↓

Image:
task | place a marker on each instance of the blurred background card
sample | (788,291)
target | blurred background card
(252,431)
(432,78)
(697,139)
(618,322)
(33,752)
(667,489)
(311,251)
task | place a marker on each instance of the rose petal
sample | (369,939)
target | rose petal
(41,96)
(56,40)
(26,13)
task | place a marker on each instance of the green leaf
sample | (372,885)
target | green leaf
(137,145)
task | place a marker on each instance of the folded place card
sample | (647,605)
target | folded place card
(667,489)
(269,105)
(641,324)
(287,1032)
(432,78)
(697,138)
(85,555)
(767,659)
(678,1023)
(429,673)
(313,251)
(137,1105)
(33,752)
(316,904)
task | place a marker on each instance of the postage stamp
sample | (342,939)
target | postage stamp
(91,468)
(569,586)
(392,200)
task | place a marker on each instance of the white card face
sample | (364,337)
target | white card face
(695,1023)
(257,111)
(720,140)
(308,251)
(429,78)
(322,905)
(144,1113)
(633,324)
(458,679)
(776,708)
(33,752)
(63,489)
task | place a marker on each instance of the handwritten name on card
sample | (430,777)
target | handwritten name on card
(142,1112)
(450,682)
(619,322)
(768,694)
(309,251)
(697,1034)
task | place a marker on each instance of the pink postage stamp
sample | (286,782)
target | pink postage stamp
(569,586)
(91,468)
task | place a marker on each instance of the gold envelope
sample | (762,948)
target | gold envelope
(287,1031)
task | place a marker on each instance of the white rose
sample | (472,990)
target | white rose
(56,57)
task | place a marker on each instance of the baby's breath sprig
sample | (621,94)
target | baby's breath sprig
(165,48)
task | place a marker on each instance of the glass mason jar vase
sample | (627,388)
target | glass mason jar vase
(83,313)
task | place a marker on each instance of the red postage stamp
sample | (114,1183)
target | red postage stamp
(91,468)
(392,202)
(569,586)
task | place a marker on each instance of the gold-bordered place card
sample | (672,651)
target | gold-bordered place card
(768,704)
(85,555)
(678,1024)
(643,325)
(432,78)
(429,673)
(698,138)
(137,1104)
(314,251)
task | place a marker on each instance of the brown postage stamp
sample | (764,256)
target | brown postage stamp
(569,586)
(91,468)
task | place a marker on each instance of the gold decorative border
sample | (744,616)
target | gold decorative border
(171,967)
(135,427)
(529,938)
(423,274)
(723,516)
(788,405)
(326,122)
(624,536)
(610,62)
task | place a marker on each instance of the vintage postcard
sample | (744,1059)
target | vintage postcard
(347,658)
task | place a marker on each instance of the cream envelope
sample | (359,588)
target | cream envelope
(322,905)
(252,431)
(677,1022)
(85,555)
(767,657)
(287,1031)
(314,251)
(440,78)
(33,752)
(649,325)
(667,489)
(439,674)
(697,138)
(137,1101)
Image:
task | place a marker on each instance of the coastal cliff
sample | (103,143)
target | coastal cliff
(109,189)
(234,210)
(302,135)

↑

## TASK DIRECTIONS
Copy all of the records above word for word.

## ANSWER FOR THIS EXERCISE
Image:
task | place a marker on each instance of the blurred background card
sample | (788,291)
target | blurred background card
(252,431)
(432,78)
(697,139)
(618,322)
(33,752)
(667,489)
(311,251)
task | place a marker on each instance of the rose petal
sample | (369,939)
target | rose petal
(41,96)
(56,40)
(26,13)
task | place a marker on each instance of the green leaf
sample | (372,885)
target | green leaf
(137,145)
task | place a marker on each instance of the folded place card
sample | (647,605)
target | folded place card
(667,489)
(269,105)
(641,324)
(287,1032)
(432,78)
(697,138)
(85,555)
(767,659)
(678,1023)
(429,673)
(313,251)
(137,1105)
(33,752)
(316,904)
task | place a marker on each instance of the postage stamp
sample | (342,939)
target | postage stamp
(91,468)
(569,586)
(392,200)
task | place a marker on each instance of the white card face
sample | (364,337)
target | white card face
(695,1023)
(257,111)
(720,140)
(308,251)
(429,78)
(322,905)
(144,1113)
(633,324)
(458,679)
(776,708)
(33,752)
(63,489)
task | place a marker on each instance of the handwritten name on card
sample | (430,777)
target | handwritten name on card
(142,1112)
(450,682)
(619,322)
(768,694)
(309,251)
(697,1034)
task | place a marker on each instance of the pink postage stamp
sample | (286,782)
target | pink postage stamp
(569,586)
(91,468)
task | place a marker on each instance of the gold envelope
sample | (762,948)
target | gold envelope
(287,1031)
task | place a marker on each instance of the white rose
sample | (472,990)
target | white rose
(56,57)
task | place a marker on each instance of the baby's breath sprig
sample | (621,94)
target | baby's breath sprig
(165,48)
task | place a marker on each instance of the glass mason jar vase
sample | (627,388)
target | glass mason jar vase
(83,313)
task | place a marker on each instance of the red postage stamp
sample | (114,1183)
target | red postage stamp
(91,468)
(392,202)
(569,586)
task | place a marker on each instance of the gold-bordered place card
sample | (672,651)
target | gold-bordered place card
(768,704)
(85,555)
(678,1024)
(643,325)
(432,78)
(429,673)
(698,138)
(137,1104)
(314,251)
task | place a marker on each instance of the brown postage stamp
sample | (764,256)
target | brown postage stamp
(569,586)
(91,468)
task | place a marker on each instance of the gold decorative border
sample | (744,616)
target | gold decorative border
(171,967)
(135,427)
(529,938)
(423,274)
(723,516)
(788,405)
(326,122)
(624,536)
(610,62)
task | place a marker on each instance of the vintage postcard
sample | (744,1059)
target | vintage postcard
(347,658)
task | place a marker on each instance of the cream envelope
sample | (359,588)
target | cream envelope
(322,905)
(252,431)
(677,1022)
(85,555)
(767,657)
(287,1031)
(314,251)
(440,78)
(33,752)
(649,325)
(667,489)
(439,674)
(697,138)
(137,1101)
Image:
task | place a marker on each instance of the coastal cliff
sample | (103,143)
target | coastal cliff
(109,189)
(234,210)
(302,135)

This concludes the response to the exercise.